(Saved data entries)
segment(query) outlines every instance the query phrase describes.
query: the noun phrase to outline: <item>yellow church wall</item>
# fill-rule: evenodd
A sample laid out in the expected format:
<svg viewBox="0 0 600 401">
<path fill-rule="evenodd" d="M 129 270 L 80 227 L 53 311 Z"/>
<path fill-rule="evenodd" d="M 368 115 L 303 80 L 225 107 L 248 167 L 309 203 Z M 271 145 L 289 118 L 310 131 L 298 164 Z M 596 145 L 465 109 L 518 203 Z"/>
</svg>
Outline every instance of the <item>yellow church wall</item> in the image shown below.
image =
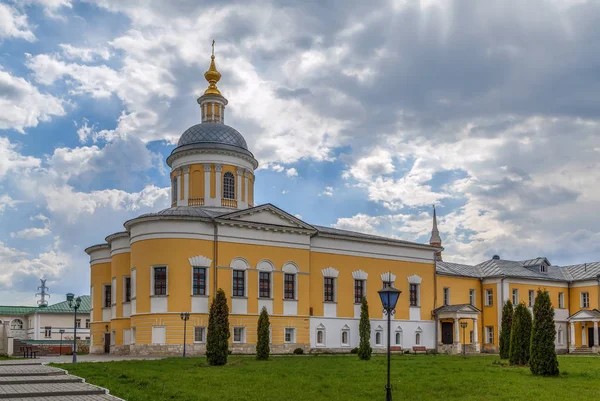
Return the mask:
<svg viewBox="0 0 600 401">
<path fill-rule="evenodd" d="M 254 206 L 254 174 L 248 177 L 248 205 Z"/>
<path fill-rule="evenodd" d="M 581 306 L 581 293 L 587 292 L 590 294 L 590 306 L 589 308 L 583 308 Z M 566 295 L 565 295 L 566 297 Z M 597 309 L 600 307 L 598 305 L 598 285 L 589 285 L 585 287 L 571 287 L 571 295 L 569 297 L 569 304 L 573 307 L 570 309 L 570 314 L 574 314 L 581 309 L 590 310 Z M 575 336 L 577 337 L 577 336 Z"/>
<path fill-rule="evenodd" d="M 112 302 L 116 303 L 117 317 L 123 316 L 123 277 L 131 275 L 130 266 L 129 252 L 118 253 L 111 257 L 111 279 L 112 277 L 115 277 L 117 283 L 115 289 L 116 299 L 113 299 Z"/>
<path fill-rule="evenodd" d="M 216 174 L 216 170 L 215 170 L 215 165 L 212 164 L 210 166 L 210 197 L 211 198 L 215 198 L 217 195 L 217 176 Z"/>
<path fill-rule="evenodd" d="M 567 296 L 568 288 L 567 288 L 566 283 L 565 283 L 564 287 L 554 287 L 554 286 L 547 286 L 547 285 L 543 285 L 543 284 L 509 283 L 509 285 L 508 285 L 509 298 L 508 299 L 510 299 L 510 301 L 512 302 L 513 290 L 518 290 L 519 303 L 523 302 L 523 303 L 525 303 L 526 306 L 529 306 L 529 291 L 533 291 L 534 297 L 537 297 L 538 289 L 548 291 L 548 293 L 550 294 L 550 301 L 552 302 L 552 306 L 554 308 L 558 308 L 558 293 L 560 293 L 560 292 L 564 293 L 565 294 L 564 295 L 565 309 L 569 308 L 569 300 L 568 300 L 568 296 Z M 534 298 L 534 301 L 535 301 L 535 298 Z"/>
<path fill-rule="evenodd" d="M 103 286 L 111 285 L 111 263 L 97 263 L 90 266 L 90 281 L 94 287 L 94 299 L 92 307 L 94 309 L 94 321 L 102 320 L 102 295 Z"/>
<path fill-rule="evenodd" d="M 136 312 L 150 312 L 151 268 L 167 266 L 169 312 L 191 309 L 192 267 L 188 258 L 203 255 L 213 259 L 213 242 L 160 238 L 131 244 L 131 267 L 136 269 Z M 210 269 L 209 278 L 214 269 Z"/>
<path fill-rule="evenodd" d="M 201 164 L 190 167 L 190 198 L 204 198 L 204 166 Z"/>
<path fill-rule="evenodd" d="M 110 323 L 98 322 L 98 323 L 90 323 L 90 334 L 92 336 L 92 346 L 102 346 L 104 344 L 104 333 L 106 332 L 106 325 Z"/>
<path fill-rule="evenodd" d="M 485 291 L 487 289 L 491 289 L 493 292 L 493 305 L 485 305 L 485 300 L 483 299 L 483 297 L 485 297 Z M 490 284 L 483 284 L 482 285 L 482 291 L 481 294 L 479 295 L 480 298 L 482 298 L 482 305 L 483 305 L 483 324 L 482 324 L 482 330 L 479 332 L 480 334 L 480 338 L 481 338 L 481 344 L 483 345 L 483 347 L 486 348 L 492 348 L 492 347 L 497 347 L 498 346 L 498 337 L 500 336 L 500 330 L 498 328 L 498 308 L 502 308 L 500 306 L 500 297 L 498 294 L 498 285 L 496 283 L 490 283 Z M 486 333 L 485 333 L 485 328 L 488 326 L 492 326 L 494 328 L 494 343 L 493 344 L 487 344 L 487 339 L 485 338 Z"/>
<path fill-rule="evenodd" d="M 456 276 L 437 276 L 437 305 L 440 307 L 444 304 L 444 288 L 450 288 L 450 305 L 457 304 L 469 304 L 470 299 L 470 290 L 475 290 L 475 307 L 481 310 L 483 305 L 483 300 L 481 299 L 481 281 L 478 278 L 471 277 L 456 277 Z M 464 319 L 461 321 L 467 322 L 467 328 L 463 333 L 463 329 L 460 329 L 460 341 L 463 342 L 463 334 L 466 339 L 466 344 L 471 344 L 470 340 L 470 332 L 473 331 L 473 320 L 472 319 Z M 481 314 L 478 317 L 478 339 L 479 343 L 483 342 L 482 334 L 484 334 L 483 330 L 483 320 Z"/>
<path fill-rule="evenodd" d="M 242 202 L 246 202 L 246 179 L 242 179 Z"/>
<path fill-rule="evenodd" d="M 112 331 L 114 330 L 115 338 L 114 345 L 123 345 L 123 329 L 128 329 L 130 327 L 130 319 L 129 318 L 119 318 L 112 319 L 110 322 L 110 331 L 112 335 Z"/>
<path fill-rule="evenodd" d="M 396 319 L 409 319 L 409 283 L 407 277 L 413 274 L 420 276 L 421 282 L 421 319 L 431 320 L 433 309 L 433 263 L 405 262 L 397 260 L 376 259 L 370 257 L 338 255 L 322 252 L 310 253 L 310 299 L 314 316 L 323 316 L 323 286 L 322 269 L 333 267 L 339 270 L 336 280 L 337 316 L 354 317 L 354 278 L 352 272 L 363 270 L 369 276 L 367 279 L 367 300 L 370 302 L 369 316 L 379 319 L 383 312 L 379 307 L 380 300 L 377 291 L 382 288 L 381 274 L 392 272 L 396 275 L 394 286 L 402 291 L 396 305 Z"/>
</svg>

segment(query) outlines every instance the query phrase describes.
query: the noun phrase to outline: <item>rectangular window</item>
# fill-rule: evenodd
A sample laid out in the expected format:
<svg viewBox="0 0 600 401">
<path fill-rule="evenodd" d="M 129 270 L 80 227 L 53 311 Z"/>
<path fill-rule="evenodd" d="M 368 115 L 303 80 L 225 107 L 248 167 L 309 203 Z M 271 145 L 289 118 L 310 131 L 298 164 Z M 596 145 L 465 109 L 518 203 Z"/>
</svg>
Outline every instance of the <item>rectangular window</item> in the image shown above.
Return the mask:
<svg viewBox="0 0 600 401">
<path fill-rule="evenodd" d="M 391 281 L 384 281 L 383 282 L 383 288 L 388 288 L 392 286 L 392 282 Z"/>
<path fill-rule="evenodd" d="M 233 271 L 233 296 L 243 297 L 245 292 L 246 272 L 244 270 Z"/>
<path fill-rule="evenodd" d="M 167 295 L 167 268 L 154 268 L 154 295 Z"/>
<path fill-rule="evenodd" d="M 296 342 L 296 329 L 291 328 L 291 327 L 286 327 L 284 335 L 285 335 L 284 341 L 286 343 L 295 343 Z"/>
<path fill-rule="evenodd" d="M 494 291 L 491 289 L 485 290 L 485 306 L 494 305 Z"/>
<path fill-rule="evenodd" d="M 562 345 L 562 330 L 556 332 L 556 342 L 558 345 Z"/>
<path fill-rule="evenodd" d="M 475 290 L 473 289 L 469 290 L 469 303 L 475 306 Z"/>
<path fill-rule="evenodd" d="M 206 295 L 206 268 L 194 267 L 193 274 L 194 288 L 192 293 L 194 295 Z"/>
<path fill-rule="evenodd" d="M 535 303 L 535 292 L 533 290 L 529 290 L 529 306 L 533 307 Z"/>
<path fill-rule="evenodd" d="M 46 338 L 52 337 L 52 327 L 50 327 L 50 326 L 44 327 L 44 337 L 46 337 Z"/>
<path fill-rule="evenodd" d="M 131 302 L 131 277 L 125 277 L 125 302 Z"/>
<path fill-rule="evenodd" d="M 234 343 L 243 343 L 245 342 L 244 338 L 244 328 L 243 327 L 234 327 L 233 328 L 233 342 Z"/>
<path fill-rule="evenodd" d="M 75 320 L 75 326 L 80 329 L 81 328 L 81 319 Z"/>
<path fill-rule="evenodd" d="M 582 308 L 590 307 L 590 293 L 589 292 L 581 293 L 581 307 Z"/>
<path fill-rule="evenodd" d="M 195 326 L 194 327 L 194 342 L 203 343 L 206 341 L 204 335 L 206 333 L 206 327 Z"/>
<path fill-rule="evenodd" d="M 494 343 L 494 326 L 487 326 L 485 328 L 486 331 L 486 342 L 488 344 Z"/>
<path fill-rule="evenodd" d="M 450 305 L 450 288 L 444 288 L 444 305 Z"/>
<path fill-rule="evenodd" d="M 334 280 L 333 277 L 325 277 L 325 302 L 334 302 L 335 300 Z"/>
<path fill-rule="evenodd" d="M 110 289 L 110 285 L 105 285 L 104 286 L 104 307 L 105 308 L 110 308 L 111 294 L 112 294 L 112 291 Z"/>
<path fill-rule="evenodd" d="M 513 305 L 519 304 L 519 290 L 517 289 L 512 290 L 512 303 Z"/>
<path fill-rule="evenodd" d="M 296 299 L 296 275 L 285 274 L 283 286 L 285 299 Z"/>
<path fill-rule="evenodd" d="M 565 293 L 564 292 L 559 292 L 558 293 L 558 307 L 560 309 L 564 309 L 565 308 Z"/>
<path fill-rule="evenodd" d="M 473 330 L 469 331 L 469 344 L 473 344 Z"/>
<path fill-rule="evenodd" d="M 260 298 L 271 298 L 271 273 L 259 272 L 258 273 L 258 286 Z"/>
<path fill-rule="evenodd" d="M 417 284 L 411 284 L 409 289 L 410 306 L 419 306 L 419 287 Z"/>
<path fill-rule="evenodd" d="M 85 328 L 86 329 L 90 328 L 90 319 L 85 319 Z"/>
<path fill-rule="evenodd" d="M 365 296 L 365 280 L 354 280 L 354 303 L 360 304 Z"/>
<path fill-rule="evenodd" d="M 166 344 L 167 328 L 165 326 L 152 326 L 152 344 Z"/>
</svg>

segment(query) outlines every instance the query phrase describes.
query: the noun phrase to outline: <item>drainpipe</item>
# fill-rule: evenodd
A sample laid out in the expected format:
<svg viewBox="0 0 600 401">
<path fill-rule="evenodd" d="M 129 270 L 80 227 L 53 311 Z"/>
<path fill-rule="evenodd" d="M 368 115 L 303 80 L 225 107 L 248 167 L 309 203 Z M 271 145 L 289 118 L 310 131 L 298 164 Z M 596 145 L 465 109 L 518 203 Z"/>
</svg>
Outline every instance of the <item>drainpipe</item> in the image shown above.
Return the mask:
<svg viewBox="0 0 600 401">
<path fill-rule="evenodd" d="M 567 281 L 567 300 L 569 305 L 569 315 L 571 314 L 571 281 Z M 571 353 L 571 322 L 567 319 L 567 354 Z"/>
<path fill-rule="evenodd" d="M 433 254 L 433 309 L 437 308 L 437 261 L 435 260 L 435 252 Z M 432 313 L 433 315 L 433 313 Z M 435 326 L 435 330 L 434 330 L 434 346 L 435 346 L 435 350 L 437 351 L 437 347 L 438 347 L 438 342 L 439 342 L 439 336 L 438 336 L 438 322 L 437 322 L 437 317 L 433 316 L 433 325 Z"/>
<path fill-rule="evenodd" d="M 213 298 L 217 296 L 217 266 L 219 265 L 218 263 L 218 246 L 217 246 L 217 239 L 218 239 L 218 233 L 219 233 L 219 229 L 218 229 L 218 224 L 215 220 L 213 220 L 213 227 L 214 227 L 214 234 L 213 234 L 213 265 L 215 266 L 215 273 L 214 273 L 214 280 L 213 280 Z"/>
<path fill-rule="evenodd" d="M 485 323 L 483 321 L 483 311 L 485 311 L 485 298 L 484 298 L 484 291 L 483 291 L 483 277 L 479 278 L 479 292 L 481 295 L 481 331 L 479 331 L 479 327 L 477 328 L 477 331 L 479 331 L 479 336 L 477 338 L 478 341 L 481 341 L 481 347 L 479 347 L 479 352 L 483 352 L 483 345 L 485 344 L 485 333 L 484 333 L 484 329 L 485 329 Z M 477 302 L 475 302 L 475 304 L 477 304 Z"/>
</svg>

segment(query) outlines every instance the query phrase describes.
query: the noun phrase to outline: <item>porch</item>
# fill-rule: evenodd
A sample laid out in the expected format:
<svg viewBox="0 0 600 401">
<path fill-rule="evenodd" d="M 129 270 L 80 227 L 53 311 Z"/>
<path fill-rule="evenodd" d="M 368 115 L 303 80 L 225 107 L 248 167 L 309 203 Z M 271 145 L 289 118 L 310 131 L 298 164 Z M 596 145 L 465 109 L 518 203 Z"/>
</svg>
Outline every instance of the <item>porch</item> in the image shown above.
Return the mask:
<svg viewBox="0 0 600 401">
<path fill-rule="evenodd" d="M 591 353 L 600 352 L 600 311 L 598 309 L 580 310 L 569 316 L 569 352 L 581 352 L 588 349 Z"/>
<path fill-rule="evenodd" d="M 444 305 L 434 309 L 433 314 L 438 329 L 437 351 L 447 354 L 461 354 L 464 344 L 467 353 L 480 352 L 480 313 L 479 309 L 470 304 Z M 461 327 L 461 323 L 466 324 Z"/>
</svg>

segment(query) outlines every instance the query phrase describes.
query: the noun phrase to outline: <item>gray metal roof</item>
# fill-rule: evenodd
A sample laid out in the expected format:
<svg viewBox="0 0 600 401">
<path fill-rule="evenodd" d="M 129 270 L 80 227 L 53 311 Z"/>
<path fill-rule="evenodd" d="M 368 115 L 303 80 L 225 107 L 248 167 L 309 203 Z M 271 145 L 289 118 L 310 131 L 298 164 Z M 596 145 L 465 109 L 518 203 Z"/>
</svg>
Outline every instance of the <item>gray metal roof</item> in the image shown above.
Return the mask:
<svg viewBox="0 0 600 401">
<path fill-rule="evenodd" d="M 474 307 L 471 304 L 457 304 L 457 305 L 440 306 L 439 308 L 434 309 L 433 313 L 440 314 L 440 313 L 448 313 L 448 312 L 460 312 L 460 311 L 464 311 L 464 309 L 470 309 L 473 312 L 481 312 L 479 309 L 477 309 L 476 307 Z"/>
<path fill-rule="evenodd" d="M 144 217 L 198 217 L 204 219 L 212 219 L 223 214 L 228 214 L 230 211 L 216 211 L 195 206 L 175 206 L 168 209 L 163 209 L 156 213 L 146 213 L 136 217 L 141 219 Z"/>
<path fill-rule="evenodd" d="M 373 241 L 392 242 L 392 243 L 405 244 L 405 245 L 418 245 L 418 246 L 424 246 L 424 247 L 429 246 L 428 244 L 421 244 L 419 242 L 403 241 L 403 240 L 389 238 L 389 237 L 382 237 L 379 235 L 363 234 L 363 233 L 359 233 L 356 231 L 340 230 L 338 228 L 317 226 L 314 224 L 311 224 L 311 225 L 317 229 L 319 234 L 340 235 L 340 236 L 344 236 L 344 237 L 352 237 L 352 238 L 357 238 L 357 239 L 368 239 L 368 240 L 373 240 Z M 433 249 L 433 247 L 432 247 L 432 249 Z"/>
<path fill-rule="evenodd" d="M 573 280 L 595 279 L 600 275 L 600 262 L 563 266 L 563 268 L 568 270 Z"/>
<path fill-rule="evenodd" d="M 477 266 L 461 265 L 459 263 L 450 263 L 439 261 L 436 263 L 436 270 L 440 274 L 463 277 L 483 277 L 483 271 Z"/>
<path fill-rule="evenodd" d="M 204 122 L 188 128 L 179 138 L 177 146 L 193 143 L 219 143 L 248 150 L 248 145 L 242 134 L 235 128 L 218 122 Z"/>
</svg>

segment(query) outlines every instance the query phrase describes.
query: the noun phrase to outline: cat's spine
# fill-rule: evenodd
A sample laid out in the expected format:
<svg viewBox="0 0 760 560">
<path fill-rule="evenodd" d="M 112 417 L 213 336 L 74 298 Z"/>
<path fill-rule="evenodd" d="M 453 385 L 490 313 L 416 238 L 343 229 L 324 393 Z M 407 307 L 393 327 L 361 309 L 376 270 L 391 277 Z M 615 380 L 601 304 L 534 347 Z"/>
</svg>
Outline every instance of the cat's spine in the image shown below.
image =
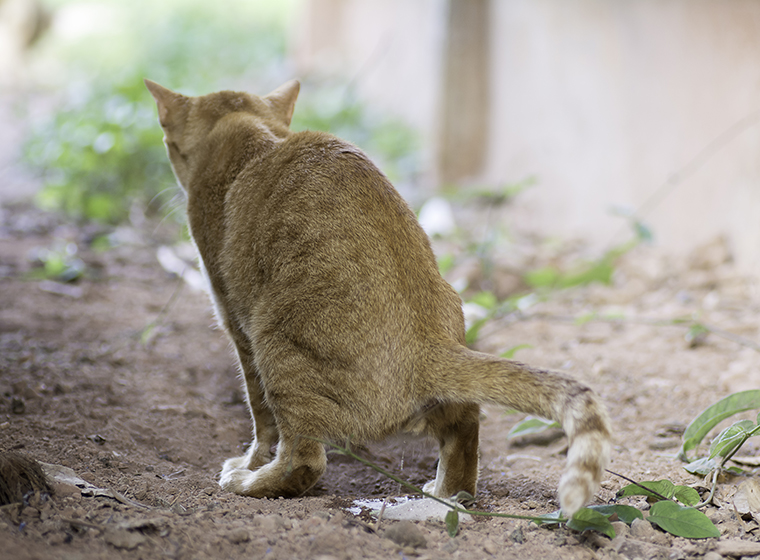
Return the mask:
<svg viewBox="0 0 760 560">
<path fill-rule="evenodd" d="M 607 412 L 586 385 L 561 373 L 533 368 L 464 347 L 442 350 L 433 365 L 436 398 L 497 404 L 559 422 L 569 440 L 559 483 L 562 510 L 571 516 L 599 487 L 611 447 Z"/>
</svg>

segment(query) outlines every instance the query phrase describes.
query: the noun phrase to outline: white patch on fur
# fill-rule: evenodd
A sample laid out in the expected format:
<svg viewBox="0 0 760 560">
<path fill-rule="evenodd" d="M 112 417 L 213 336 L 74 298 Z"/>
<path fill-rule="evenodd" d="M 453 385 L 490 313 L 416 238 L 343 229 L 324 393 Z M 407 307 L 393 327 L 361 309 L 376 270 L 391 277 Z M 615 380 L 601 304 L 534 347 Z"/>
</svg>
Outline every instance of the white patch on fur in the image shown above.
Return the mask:
<svg viewBox="0 0 760 560">
<path fill-rule="evenodd" d="M 577 435 L 567 454 L 567 469 L 559 482 L 559 501 L 568 517 L 586 505 L 601 482 L 610 456 L 610 442 L 599 432 Z M 586 465 L 596 468 L 589 471 Z"/>
</svg>

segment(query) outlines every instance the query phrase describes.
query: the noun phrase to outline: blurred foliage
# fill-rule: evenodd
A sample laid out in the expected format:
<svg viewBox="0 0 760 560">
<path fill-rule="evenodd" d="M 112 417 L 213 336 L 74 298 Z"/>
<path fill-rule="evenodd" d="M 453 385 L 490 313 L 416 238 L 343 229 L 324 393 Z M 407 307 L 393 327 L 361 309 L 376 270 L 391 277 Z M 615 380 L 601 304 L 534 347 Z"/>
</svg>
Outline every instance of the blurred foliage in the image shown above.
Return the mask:
<svg viewBox="0 0 760 560">
<path fill-rule="evenodd" d="M 376 159 L 393 182 L 409 180 L 417 173 L 419 146 L 409 126 L 362 105 L 344 84 L 314 89 L 307 82 L 301 91 L 293 130 L 329 131 L 352 142 Z"/>
<path fill-rule="evenodd" d="M 38 58 L 55 60 L 63 78 L 51 84 L 58 109 L 37 123 L 25 157 L 44 176 L 39 204 L 77 219 L 118 223 L 135 207 L 166 214 L 178 192 L 144 77 L 188 95 L 265 93 L 292 77 L 286 27 L 294 0 L 50 4 L 64 28 L 79 31 L 51 33 L 40 45 Z M 294 130 L 329 130 L 378 157 L 392 178 L 412 173 L 408 128 L 371 116 L 342 91 L 302 94 L 308 101 L 299 102 Z"/>
</svg>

(Problem to work on) Check every line of the records, and copy the ones that hold the word "patch".

(Worked solution)
query: the noun phrase to outline: white patch on fur
Outline every instance of the white patch on fur in the image shown above.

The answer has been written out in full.